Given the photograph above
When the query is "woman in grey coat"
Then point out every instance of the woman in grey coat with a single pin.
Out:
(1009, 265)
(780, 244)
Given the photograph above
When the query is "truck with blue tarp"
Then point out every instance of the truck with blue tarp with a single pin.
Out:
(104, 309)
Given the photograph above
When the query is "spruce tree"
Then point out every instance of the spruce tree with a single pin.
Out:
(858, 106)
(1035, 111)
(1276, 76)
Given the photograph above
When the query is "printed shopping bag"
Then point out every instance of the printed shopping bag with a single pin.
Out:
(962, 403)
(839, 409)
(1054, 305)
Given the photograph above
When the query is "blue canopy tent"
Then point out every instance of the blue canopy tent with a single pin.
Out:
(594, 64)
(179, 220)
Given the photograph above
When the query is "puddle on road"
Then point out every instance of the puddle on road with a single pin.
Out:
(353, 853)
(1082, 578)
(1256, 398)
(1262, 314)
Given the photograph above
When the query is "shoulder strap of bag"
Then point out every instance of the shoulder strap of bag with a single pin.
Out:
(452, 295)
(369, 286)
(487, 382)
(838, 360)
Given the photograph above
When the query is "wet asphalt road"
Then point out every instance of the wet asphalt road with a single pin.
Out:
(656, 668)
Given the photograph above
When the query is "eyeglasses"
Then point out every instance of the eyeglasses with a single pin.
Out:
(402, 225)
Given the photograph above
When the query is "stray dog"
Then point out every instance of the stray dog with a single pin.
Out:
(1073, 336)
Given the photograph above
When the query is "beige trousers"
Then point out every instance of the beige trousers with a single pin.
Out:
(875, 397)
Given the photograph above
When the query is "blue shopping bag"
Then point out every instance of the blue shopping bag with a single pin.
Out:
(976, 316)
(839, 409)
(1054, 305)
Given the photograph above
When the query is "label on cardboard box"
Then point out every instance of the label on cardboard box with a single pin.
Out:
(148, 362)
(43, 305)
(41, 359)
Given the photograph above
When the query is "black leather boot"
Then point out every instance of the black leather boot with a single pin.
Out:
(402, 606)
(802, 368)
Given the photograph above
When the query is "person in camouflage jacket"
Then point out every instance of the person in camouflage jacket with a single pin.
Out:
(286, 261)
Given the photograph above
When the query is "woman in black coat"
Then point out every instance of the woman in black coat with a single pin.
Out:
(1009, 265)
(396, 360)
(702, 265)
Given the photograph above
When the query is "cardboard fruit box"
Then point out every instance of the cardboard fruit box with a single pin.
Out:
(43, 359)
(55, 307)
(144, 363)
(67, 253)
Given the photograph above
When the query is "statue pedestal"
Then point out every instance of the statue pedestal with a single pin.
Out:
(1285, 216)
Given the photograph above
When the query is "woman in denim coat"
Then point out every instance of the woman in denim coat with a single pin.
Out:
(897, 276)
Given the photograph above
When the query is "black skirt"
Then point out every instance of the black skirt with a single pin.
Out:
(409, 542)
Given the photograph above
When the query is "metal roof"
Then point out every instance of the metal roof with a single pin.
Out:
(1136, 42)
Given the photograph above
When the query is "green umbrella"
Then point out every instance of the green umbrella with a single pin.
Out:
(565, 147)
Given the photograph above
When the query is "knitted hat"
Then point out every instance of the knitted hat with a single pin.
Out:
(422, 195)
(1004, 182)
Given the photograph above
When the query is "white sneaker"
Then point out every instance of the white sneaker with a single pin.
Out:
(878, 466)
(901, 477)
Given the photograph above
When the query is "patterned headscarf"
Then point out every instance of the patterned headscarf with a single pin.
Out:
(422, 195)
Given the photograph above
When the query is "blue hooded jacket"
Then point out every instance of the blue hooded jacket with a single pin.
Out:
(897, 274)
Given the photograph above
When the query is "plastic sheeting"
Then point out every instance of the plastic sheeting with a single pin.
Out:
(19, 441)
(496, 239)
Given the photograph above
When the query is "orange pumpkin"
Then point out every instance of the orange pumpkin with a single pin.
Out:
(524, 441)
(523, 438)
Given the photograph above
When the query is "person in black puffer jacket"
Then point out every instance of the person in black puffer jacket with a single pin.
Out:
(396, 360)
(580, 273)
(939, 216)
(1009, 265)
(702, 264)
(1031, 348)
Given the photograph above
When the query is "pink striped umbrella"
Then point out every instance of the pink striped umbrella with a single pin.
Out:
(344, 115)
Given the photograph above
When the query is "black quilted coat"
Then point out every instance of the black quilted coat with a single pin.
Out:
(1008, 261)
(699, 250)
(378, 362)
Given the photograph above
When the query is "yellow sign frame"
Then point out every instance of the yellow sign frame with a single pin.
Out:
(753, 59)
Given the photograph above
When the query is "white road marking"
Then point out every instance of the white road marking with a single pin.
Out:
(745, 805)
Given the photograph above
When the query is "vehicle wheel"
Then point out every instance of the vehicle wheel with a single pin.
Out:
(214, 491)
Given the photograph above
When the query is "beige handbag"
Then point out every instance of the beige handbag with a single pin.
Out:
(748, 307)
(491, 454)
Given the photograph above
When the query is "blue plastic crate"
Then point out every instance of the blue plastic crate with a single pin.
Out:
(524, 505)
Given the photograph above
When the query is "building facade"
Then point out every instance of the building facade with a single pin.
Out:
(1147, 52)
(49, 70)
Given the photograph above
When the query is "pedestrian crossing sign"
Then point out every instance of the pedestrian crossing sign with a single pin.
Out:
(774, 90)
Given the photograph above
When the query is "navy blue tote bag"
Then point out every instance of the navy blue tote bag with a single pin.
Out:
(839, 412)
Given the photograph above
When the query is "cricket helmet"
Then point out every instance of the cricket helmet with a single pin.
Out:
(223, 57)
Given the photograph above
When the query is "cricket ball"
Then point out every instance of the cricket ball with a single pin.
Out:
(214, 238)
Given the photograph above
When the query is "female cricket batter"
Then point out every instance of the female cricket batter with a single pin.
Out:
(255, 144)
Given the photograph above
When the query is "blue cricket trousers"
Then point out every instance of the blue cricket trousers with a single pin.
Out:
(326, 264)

※ ※ ※

### [Your instructions]
Restate the data above word for word, please.

### [Solution]
Given the photograph above
When the query is "woman in grey coat"
Then point out every instance of the woman in grey coat with a single pin.
Out:
(1009, 265)
(780, 244)
Given the photograph above
When the query is "truck with blue tarp"
Then point out every instance of the truck with blue tarp with a single pin.
Out:
(104, 309)
Given the photograph above
When the query is "spruce tree"
Then point out every instance of the spruce tree with a single pin.
Out:
(858, 106)
(1035, 111)
(1276, 76)
Given the photograph above
When the query is "printed shopping bag"
Then point out every instance of the printed shopping bag with a single pin.
Out:
(962, 403)
(839, 409)
(1054, 305)
Given the photograph above
When the query is "blue canopy tent"
Then point out every instance of the blue canopy tent with a single pin.
Out:
(594, 64)
(179, 220)
Given the photograph above
When the query is "puddle on road"
Then point out every instance of the puddle on road with a single pin.
Out:
(353, 853)
(1082, 578)
(1256, 398)
(1262, 314)
Given the photograph above
When the query is "shoulder strap of bag"
Then point out every instance of the shoulder strap of bag with a single pin.
Out:
(452, 295)
(369, 286)
(487, 382)
(838, 360)
Given the photograph above
When the query is "wet asphalt road"
Then point out every instance of the wet asphalt road with a single pin.
Out:
(656, 668)
Given the photograph above
When the query is "eyeglasses"
Then point out every instance of the eyeglasses with a single pin.
Out:
(402, 225)
Given the photograph above
When the query is "stray dog"
Then point out every instance of the stray dog with a single pin.
Out:
(1073, 336)
Given the photograph above
When the query is "beige trousers"
Then point out every instance of the beige trousers with a single pin.
Out:
(875, 397)
Given the photograph above
When the query is "blue shopping bag"
Then point out every instance of the blue shopping bag with a single pin.
Out:
(976, 316)
(839, 409)
(1054, 305)
Given the photograph above
When the query is "label on cardboard box"
Then point out every instance of the label on cardboard box with a single pin.
Out:
(148, 362)
(43, 305)
(41, 359)
Given the photograph above
When the query is "black leather boot"
Then point out every instance of the black leather boot with a single pin.
Out:
(402, 606)
(802, 368)
Given the photograph above
When the query is "person in camouflage jacket"
Then point out every instance of the person in camouflage jacket with a single pin.
Out:
(286, 261)
Given the photograph above
When the query is "woman in black coat"
Then point out every instance of the woman in black coat with a single pin.
Out:
(1009, 265)
(396, 360)
(702, 265)
Given the photograph above
When the query is "cardboard fruit box"
Then point out every instance of the cardboard fruit box with a single pin.
Out:
(43, 359)
(55, 307)
(144, 363)
(67, 253)
Given the photograph above
When the query is "statue pedestal"
Then point out every instance of the statue pedestal with a single pin.
Out:
(1285, 216)
Given the photograph above
When the query is "woman in denim coat"
Then point out every instance of the woman in denim coat with a single pin.
Out:
(897, 276)
Given the photograph above
When the query is "black skirt"
Then point out every instance of the black skirt with a single pin.
Out:
(409, 542)
Given the photograph above
When the query is "metal roof"
Then point out every instance of the metal roof with a single pin.
Out:
(1136, 42)
Given the photograph above
When the query is "green umbrella"
Then point out every instance of the green umbrella with a single pin.
Out:
(565, 147)
Given the photograph above
When the query is "knitted hat"
Then point out every instance of the knitted hat with a single pin.
Out:
(422, 195)
(1004, 182)
Given the photograph above
When the query is "white sneaker"
Then point out every instance of the white sneaker with a single pin.
Out:
(878, 466)
(901, 477)
Given the photograph above
When the query is "patterned headscarf"
Then point out every instance of the patterned headscarf with a single pin.
Out:
(422, 195)
Given the photograph above
When the query is "blue hooded jacket"
Then point out every instance of the blue hooded jacket with a single pin.
Out:
(897, 274)
Given the photograph above
When the query is "plastic sheeting"
Then point out every instance of the plastic sheeting with a single pin.
Out:
(19, 441)
(496, 239)
Given the photograph above
When the query is "orange pumpkin"
Then point out every instance of the orange pumpkin with a single pin.
Out:
(524, 441)
(523, 438)
Given the photograph above
When the query is "person in black puffer jacket"
Then point out every instance of the person in black puffer jacket with a single pin.
Out:
(396, 360)
(580, 273)
(939, 216)
(1009, 265)
(702, 264)
(1031, 348)
Given the photograph above
When the query is "pink striped umbrella"
Then point out every instance of the pink striped umbrella with a single pin.
Out:
(344, 115)
Given the photograph above
When the query is "black quilted coat"
Then point out every instance of the black quilted coat with a single pin.
Out:
(1008, 261)
(699, 250)
(378, 362)
Given the photograph above
When the query is "yellow sign frame"
Then point out every instance of the yellow sign frame with a single pin.
Out:
(753, 59)
Given the photograph above
When the query is "white road marking"
Then point out every instance of the white road marking with a single pin.
Out:
(745, 805)
Given the photograph above
When the query is "vehicle wheel"
Then point out every instance of the vehicle wheel with a single pin.
Out:
(214, 491)
Given the photograph above
When the query is "beige handbag"
Then point out every instance of the beige handbag with a single pin.
Out:
(748, 307)
(491, 454)
Given the photograph above
When the query is "blue plastic crate"
Then point out every instance of the blue plastic crate with a single pin.
Out:
(524, 505)
Given the photograph above
When the query is "building facade"
Then point out every instance of the building facade with a single pin.
Out:
(1147, 52)
(49, 70)
Given the photograph above
When the query is "pedestrian crossing sign"
Then point out every instance of the pedestrian crossing sign with a single pin.
Out:
(774, 90)
Given the photograph above
When the query is "navy blue tote bag"
Then point out every instance of the navy blue tote bag with a single pin.
Out:
(839, 412)
Given the photograph above
When the query is "cricket helmet"
Then point out every instance of the cricket helmet with a single pin.
Out:
(223, 57)
Given the photograph above
When the query is "cricket ball"
Then point out every instance of the cricket ball with a single pin.
Out:
(214, 238)
Given the photograph above
When the query is "female cricket batter"
Then point out every instance of the female cricket batter with a single pin.
Out:
(255, 144)
Given the photograph above
When the query is "blue cricket trousers"
Then point out every instance of the blue cricket trousers with a single pin.
Out:
(326, 264)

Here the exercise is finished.